▼

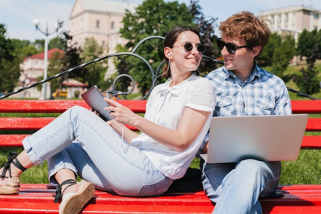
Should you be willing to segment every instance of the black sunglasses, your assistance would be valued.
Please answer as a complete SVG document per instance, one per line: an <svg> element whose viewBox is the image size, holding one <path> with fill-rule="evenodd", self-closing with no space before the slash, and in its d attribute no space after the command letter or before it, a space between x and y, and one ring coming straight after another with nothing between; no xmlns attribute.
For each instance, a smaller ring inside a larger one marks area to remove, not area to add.
<svg viewBox="0 0 321 214"><path fill-rule="evenodd" d="M184 45L182 46L173 46L173 47L184 47L186 51L190 51L193 49L193 46L195 46L197 51L200 53L204 53L206 50L206 47L203 44L199 44L194 46L191 43L185 43Z"/></svg>
<svg viewBox="0 0 321 214"><path fill-rule="evenodd" d="M232 45L230 43L225 43L224 42L222 41L222 38L216 38L216 44L217 44L217 47L219 50L223 50L224 48L224 46L226 47L226 49L227 50L227 52L231 54L235 54L235 51L237 48L249 48L251 47L250 45L244 45L243 46L235 46L234 45Z"/></svg>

▲

* GOAL
Copy the listing word for word, from its first line through the line containing "For each instance, a", without the pictures.

* RESULT OF THIS TASK
Should you be willing to segment every instance of the black sunglasses, your assistance would be valued.
Please answer as a complete SVG document per instance, one per line: an <svg> element whose viewBox is the image size, holding one <path> with fill-rule="evenodd", self-closing with no space before the slash, and in its d attribute no space after the command letter or before it, a space between x and y, and one ring coming straight after another with nothing between; no xmlns attribute.
For each instance, a smaller ring inside a larger one marks area to remove, not area to add.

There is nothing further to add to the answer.